▸ EXERCISE INSTRUCTIONS: Count how many lines in the listing below contain the string "water". Reply with that number alone.

▸ INPUT FOR THIS TASK:
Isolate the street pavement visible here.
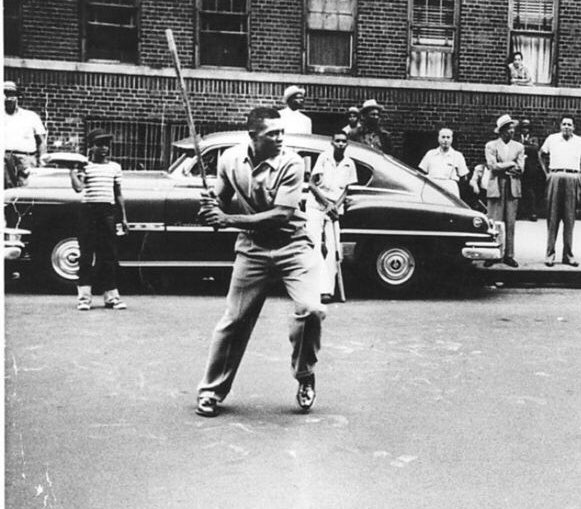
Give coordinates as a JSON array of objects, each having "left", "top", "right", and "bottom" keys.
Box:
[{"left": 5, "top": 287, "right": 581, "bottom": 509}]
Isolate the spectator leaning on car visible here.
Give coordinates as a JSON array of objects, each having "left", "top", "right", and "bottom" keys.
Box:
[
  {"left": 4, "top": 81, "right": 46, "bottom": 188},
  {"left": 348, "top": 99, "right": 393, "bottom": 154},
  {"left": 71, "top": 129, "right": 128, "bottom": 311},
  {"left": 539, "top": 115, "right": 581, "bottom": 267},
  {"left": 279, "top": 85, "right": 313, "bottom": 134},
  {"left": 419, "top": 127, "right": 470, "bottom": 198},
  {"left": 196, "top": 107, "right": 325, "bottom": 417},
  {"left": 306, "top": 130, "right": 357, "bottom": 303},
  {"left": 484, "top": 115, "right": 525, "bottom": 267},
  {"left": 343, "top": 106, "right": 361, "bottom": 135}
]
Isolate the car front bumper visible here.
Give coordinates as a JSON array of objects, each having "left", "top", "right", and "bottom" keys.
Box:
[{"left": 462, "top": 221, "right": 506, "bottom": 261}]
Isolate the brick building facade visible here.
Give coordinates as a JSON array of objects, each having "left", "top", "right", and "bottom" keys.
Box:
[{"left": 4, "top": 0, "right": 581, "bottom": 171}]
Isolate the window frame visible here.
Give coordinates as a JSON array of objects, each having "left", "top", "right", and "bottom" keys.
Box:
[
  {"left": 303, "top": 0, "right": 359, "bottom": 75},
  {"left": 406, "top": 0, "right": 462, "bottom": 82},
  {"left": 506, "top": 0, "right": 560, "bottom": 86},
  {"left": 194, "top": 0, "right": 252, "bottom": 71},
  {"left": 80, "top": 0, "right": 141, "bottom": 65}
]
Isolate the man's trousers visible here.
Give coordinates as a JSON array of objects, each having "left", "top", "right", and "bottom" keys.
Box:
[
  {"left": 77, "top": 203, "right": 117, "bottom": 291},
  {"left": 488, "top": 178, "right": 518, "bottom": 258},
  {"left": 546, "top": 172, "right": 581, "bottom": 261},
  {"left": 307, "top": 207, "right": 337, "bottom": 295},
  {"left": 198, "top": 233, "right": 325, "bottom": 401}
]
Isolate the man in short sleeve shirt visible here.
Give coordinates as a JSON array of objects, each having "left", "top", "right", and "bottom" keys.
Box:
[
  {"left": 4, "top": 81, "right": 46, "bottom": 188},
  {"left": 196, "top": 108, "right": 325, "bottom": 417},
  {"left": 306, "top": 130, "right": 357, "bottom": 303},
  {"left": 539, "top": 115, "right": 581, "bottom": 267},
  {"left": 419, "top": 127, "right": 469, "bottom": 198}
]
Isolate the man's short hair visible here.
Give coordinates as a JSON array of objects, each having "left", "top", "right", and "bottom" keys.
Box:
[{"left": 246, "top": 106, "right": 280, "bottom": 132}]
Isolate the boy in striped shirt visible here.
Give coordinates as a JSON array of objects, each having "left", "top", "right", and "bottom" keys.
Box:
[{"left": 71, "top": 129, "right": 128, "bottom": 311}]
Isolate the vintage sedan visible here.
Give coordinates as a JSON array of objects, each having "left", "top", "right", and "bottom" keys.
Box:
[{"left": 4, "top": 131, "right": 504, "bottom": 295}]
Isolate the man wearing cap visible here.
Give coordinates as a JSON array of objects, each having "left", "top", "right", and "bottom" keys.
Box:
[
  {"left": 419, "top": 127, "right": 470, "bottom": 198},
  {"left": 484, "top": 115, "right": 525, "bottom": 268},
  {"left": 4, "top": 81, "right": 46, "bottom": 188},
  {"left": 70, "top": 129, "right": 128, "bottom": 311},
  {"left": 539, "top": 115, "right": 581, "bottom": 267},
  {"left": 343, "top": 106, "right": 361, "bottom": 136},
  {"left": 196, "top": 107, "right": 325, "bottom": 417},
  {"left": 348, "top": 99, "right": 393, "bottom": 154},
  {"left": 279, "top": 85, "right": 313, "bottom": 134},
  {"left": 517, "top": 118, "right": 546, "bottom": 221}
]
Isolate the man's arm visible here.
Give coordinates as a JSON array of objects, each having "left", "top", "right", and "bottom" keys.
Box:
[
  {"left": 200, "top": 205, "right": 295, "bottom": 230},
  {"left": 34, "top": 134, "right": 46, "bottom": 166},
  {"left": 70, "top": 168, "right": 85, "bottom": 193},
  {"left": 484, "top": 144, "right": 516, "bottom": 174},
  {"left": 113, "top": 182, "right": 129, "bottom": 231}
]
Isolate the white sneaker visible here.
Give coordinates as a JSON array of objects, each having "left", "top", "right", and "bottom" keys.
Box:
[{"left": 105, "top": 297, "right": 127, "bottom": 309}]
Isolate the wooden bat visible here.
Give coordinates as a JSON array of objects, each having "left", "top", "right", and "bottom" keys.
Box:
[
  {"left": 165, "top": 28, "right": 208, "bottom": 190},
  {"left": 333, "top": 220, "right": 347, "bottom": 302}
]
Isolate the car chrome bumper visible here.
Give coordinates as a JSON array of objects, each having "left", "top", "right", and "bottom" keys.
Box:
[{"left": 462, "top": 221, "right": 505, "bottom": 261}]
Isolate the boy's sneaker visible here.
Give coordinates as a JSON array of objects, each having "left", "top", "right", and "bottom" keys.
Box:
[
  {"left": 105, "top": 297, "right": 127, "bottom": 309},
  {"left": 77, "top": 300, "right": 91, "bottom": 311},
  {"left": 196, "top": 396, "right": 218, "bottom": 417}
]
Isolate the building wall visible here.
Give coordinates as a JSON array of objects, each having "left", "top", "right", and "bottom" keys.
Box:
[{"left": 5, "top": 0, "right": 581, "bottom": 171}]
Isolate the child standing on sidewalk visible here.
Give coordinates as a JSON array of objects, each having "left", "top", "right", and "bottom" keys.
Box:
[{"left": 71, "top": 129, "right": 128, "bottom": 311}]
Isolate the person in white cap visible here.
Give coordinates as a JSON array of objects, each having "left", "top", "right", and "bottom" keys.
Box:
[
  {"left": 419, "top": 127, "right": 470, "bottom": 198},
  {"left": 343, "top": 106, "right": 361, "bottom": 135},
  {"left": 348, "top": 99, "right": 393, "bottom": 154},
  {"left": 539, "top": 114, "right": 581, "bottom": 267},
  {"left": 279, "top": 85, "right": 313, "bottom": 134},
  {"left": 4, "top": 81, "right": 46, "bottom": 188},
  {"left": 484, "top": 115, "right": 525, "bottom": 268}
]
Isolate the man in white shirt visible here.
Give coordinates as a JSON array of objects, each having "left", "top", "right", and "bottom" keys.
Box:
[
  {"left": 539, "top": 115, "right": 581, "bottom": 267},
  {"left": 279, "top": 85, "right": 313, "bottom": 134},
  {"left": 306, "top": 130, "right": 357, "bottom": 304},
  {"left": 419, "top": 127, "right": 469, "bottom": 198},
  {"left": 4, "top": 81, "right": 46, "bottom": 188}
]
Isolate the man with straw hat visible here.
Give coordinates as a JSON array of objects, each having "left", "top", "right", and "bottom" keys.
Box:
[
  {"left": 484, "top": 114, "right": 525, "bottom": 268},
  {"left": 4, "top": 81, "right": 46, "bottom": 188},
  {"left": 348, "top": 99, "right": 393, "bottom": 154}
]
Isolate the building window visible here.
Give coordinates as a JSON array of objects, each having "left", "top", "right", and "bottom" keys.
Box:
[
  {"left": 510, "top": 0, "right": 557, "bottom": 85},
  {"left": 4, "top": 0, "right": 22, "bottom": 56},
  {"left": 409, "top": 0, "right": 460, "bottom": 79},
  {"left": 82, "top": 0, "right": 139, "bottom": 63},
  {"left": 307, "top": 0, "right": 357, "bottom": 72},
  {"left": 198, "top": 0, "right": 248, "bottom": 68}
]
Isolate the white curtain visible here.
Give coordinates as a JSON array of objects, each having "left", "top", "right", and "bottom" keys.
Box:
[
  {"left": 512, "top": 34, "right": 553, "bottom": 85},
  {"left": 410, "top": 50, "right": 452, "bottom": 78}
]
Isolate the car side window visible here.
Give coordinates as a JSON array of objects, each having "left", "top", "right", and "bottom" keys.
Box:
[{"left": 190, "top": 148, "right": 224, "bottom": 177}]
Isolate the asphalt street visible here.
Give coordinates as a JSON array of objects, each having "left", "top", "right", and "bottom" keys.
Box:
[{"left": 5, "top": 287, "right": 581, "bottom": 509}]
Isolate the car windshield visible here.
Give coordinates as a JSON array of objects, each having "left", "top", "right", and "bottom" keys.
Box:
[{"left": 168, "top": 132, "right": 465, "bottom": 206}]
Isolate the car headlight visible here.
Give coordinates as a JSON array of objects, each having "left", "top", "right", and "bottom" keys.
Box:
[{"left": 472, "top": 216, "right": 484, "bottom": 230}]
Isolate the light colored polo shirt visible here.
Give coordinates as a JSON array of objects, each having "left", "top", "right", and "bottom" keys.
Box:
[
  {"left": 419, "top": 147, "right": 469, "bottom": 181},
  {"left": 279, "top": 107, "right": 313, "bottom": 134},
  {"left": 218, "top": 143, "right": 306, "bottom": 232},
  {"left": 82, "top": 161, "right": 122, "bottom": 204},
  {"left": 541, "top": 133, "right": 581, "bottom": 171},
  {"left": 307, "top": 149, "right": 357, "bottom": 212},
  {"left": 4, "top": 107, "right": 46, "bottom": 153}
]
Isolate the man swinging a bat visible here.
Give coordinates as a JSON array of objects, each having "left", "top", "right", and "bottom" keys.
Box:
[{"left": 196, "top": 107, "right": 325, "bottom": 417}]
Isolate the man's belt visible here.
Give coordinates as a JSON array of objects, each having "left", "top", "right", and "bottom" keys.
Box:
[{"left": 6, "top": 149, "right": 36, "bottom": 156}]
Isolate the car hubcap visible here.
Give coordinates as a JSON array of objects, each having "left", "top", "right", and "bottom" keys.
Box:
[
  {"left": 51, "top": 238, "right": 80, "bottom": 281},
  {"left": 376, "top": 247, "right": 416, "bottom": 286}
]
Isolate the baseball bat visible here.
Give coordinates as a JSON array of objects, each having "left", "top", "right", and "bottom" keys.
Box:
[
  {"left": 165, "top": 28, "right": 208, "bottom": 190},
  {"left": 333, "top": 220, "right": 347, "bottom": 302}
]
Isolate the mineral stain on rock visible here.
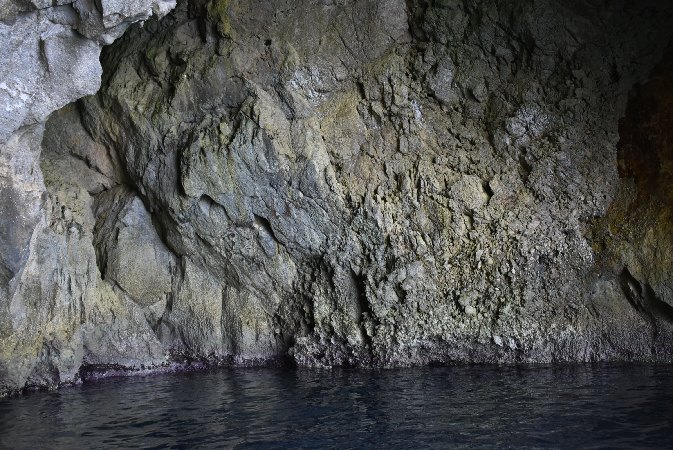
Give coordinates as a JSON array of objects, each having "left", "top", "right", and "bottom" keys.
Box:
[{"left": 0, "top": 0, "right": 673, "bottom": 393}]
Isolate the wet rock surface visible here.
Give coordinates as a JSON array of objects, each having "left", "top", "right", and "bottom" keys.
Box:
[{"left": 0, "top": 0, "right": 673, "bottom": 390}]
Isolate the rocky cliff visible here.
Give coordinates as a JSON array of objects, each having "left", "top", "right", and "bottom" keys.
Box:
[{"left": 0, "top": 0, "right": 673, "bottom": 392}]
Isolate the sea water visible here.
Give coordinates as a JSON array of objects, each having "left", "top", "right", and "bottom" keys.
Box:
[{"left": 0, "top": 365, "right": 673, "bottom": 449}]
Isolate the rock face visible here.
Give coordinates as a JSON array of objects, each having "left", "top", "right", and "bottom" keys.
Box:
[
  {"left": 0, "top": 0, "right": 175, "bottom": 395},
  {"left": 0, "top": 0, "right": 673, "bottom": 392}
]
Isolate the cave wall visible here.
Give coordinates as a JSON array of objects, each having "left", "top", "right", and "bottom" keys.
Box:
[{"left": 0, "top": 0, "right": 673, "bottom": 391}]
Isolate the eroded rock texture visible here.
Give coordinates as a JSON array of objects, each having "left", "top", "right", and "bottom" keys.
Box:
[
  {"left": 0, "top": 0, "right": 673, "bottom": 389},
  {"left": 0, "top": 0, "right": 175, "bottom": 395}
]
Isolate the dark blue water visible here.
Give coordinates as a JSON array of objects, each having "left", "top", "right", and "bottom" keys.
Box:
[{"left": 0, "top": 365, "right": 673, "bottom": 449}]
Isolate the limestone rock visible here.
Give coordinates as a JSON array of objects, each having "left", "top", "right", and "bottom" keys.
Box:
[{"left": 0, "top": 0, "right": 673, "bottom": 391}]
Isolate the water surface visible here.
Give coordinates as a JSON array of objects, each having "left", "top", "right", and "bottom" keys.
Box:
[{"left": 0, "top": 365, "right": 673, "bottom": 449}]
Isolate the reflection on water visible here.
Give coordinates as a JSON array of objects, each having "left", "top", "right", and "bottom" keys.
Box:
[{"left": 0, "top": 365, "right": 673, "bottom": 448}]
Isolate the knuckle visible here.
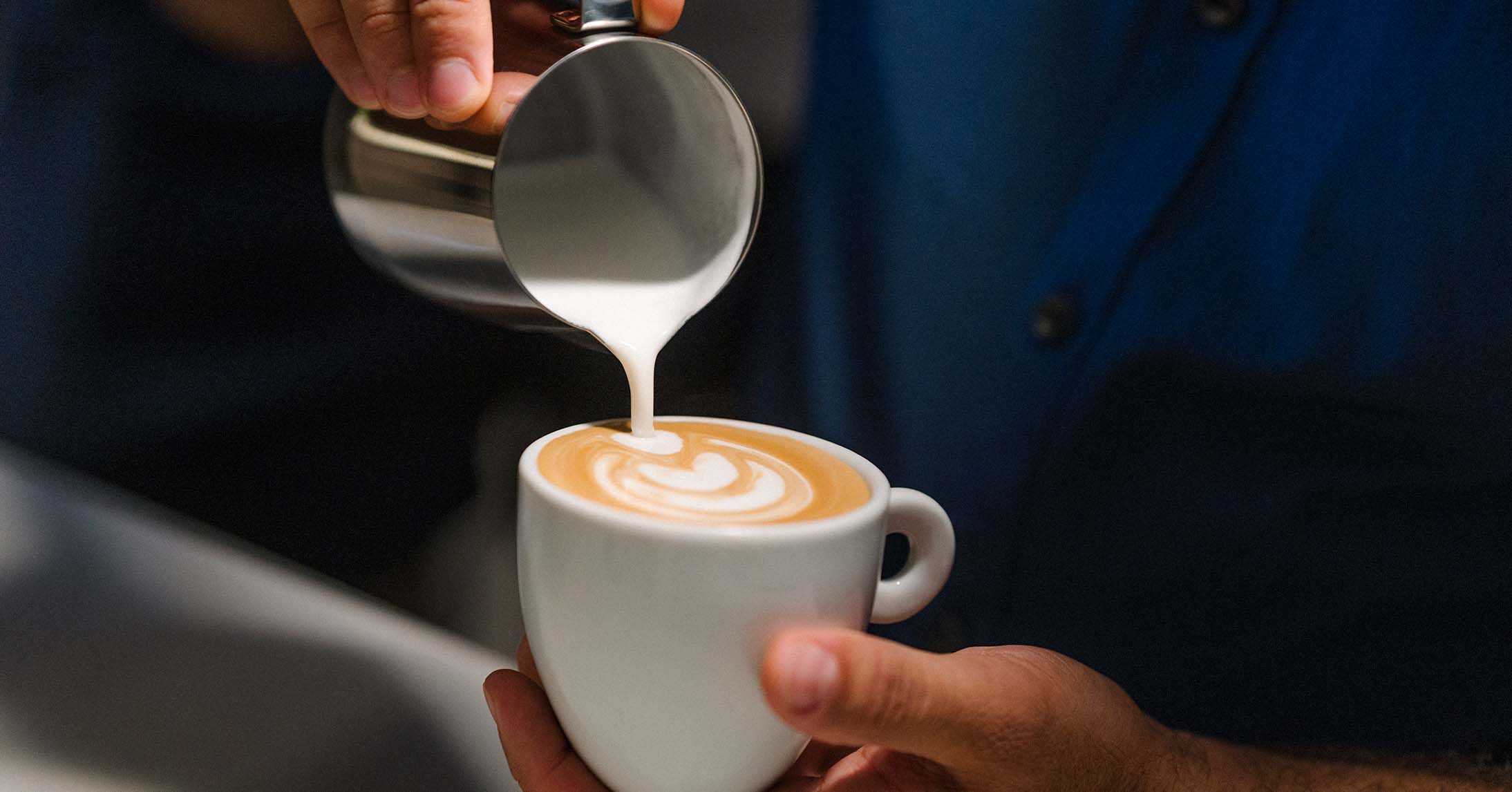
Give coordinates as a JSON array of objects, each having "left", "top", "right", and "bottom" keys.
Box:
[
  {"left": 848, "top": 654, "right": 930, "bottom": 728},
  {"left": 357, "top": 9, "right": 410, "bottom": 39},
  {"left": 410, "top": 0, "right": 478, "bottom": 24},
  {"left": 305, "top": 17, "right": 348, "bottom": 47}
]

▸ SOLUTION TO THIS PROBLEM: 4